Goal of the exercise: Everything from the line that contains "In the picture above, where can the porch" through the final line of the records should be written out exactly, and nothing outside that span.

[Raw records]
□ □ □ □

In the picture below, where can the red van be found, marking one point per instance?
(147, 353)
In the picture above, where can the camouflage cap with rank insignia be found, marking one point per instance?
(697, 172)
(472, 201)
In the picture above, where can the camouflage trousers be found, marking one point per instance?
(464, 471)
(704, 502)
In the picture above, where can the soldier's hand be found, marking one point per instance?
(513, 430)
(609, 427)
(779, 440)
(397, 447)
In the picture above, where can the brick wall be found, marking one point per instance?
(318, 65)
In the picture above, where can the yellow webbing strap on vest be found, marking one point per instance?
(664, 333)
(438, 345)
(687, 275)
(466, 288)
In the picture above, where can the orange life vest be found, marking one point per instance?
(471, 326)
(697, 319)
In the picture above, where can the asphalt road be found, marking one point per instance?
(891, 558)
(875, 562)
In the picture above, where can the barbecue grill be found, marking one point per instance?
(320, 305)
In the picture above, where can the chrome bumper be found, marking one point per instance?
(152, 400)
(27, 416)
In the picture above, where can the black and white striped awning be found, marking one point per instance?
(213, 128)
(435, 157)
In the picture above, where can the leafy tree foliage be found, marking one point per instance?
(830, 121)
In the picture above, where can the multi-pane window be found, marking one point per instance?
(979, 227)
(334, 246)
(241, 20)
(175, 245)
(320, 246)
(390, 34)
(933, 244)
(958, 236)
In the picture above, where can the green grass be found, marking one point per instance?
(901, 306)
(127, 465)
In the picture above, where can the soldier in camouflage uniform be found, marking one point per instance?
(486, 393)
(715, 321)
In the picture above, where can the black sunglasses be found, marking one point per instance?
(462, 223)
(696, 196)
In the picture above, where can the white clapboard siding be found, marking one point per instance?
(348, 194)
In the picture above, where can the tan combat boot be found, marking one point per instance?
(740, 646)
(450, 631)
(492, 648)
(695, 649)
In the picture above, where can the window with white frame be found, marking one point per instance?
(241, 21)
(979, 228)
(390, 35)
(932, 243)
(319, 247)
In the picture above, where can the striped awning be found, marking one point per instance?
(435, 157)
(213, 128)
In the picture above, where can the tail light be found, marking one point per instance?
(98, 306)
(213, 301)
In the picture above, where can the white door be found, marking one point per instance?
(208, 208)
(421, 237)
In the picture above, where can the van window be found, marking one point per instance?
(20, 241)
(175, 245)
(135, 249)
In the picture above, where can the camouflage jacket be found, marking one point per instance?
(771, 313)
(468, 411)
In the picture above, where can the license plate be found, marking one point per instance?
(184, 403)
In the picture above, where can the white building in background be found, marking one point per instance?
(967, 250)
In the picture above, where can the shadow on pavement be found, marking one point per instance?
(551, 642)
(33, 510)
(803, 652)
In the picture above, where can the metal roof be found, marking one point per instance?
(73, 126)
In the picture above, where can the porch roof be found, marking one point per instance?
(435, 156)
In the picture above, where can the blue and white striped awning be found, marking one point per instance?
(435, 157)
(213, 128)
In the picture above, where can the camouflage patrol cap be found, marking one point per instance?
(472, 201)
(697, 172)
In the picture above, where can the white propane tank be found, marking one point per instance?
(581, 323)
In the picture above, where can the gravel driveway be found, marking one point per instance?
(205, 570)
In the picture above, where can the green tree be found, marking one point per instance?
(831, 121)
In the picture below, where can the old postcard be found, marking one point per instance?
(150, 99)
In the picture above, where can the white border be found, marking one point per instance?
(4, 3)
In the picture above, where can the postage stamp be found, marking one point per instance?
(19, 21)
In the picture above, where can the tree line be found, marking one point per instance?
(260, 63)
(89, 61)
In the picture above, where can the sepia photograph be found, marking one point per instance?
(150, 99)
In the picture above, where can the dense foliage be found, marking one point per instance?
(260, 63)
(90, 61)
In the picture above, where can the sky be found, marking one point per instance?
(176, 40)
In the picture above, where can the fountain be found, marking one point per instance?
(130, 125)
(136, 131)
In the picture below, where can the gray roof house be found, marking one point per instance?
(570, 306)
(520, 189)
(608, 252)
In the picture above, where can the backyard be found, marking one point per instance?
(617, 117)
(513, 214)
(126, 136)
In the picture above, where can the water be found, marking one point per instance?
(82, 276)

□ □ □ □

Response for this exercise:
In the picture above, where can the porch roof be found, marking one point per instance?
(435, 156)
In the picture above, where can the blue and white striped awning be found, marking one point per instance?
(435, 157)
(213, 128)
In the picture above, where can the camouflage patrol cap be found, marking one point per instance?
(472, 201)
(697, 172)
In the picture above, where can the white propane tank be found, marking one point per instance?
(581, 323)
In the picture above, where can the gravel driveway be found, marking one point per instance?
(205, 570)
In the picture above, where can the green tree be found, marking one point per instance?
(831, 121)
In the picture below, where can the old postcard be found, marking one point per instance?
(150, 99)
In the picture above, where can the white border be found, marking one point per instance?
(4, 3)
In the picture above, where can the postage stamp be found, marking one point per instance?
(19, 21)
In the picture above, where can the tree line be found, marking one point per instance?
(260, 63)
(89, 61)
In the picture above, where can the sepia photograph be found, marking one point per instance?
(150, 99)
In the picture above, where can the dense foliage be found, marking one point per instance?
(260, 63)
(90, 61)
In the picture above, where can the sky be found, marking one point per instance?
(176, 40)
In the picture above, where can the fountain be found, marking one point per instance?
(130, 125)
(136, 131)
In the picture below, where can the gray roof house be found, marking one point per instance?
(570, 306)
(520, 189)
(608, 252)
In the picture above, where can the backyard be found, marking one point per instance?
(617, 117)
(513, 214)
(126, 136)
In the picture above, where can the water be found, marking one point per instance?
(82, 276)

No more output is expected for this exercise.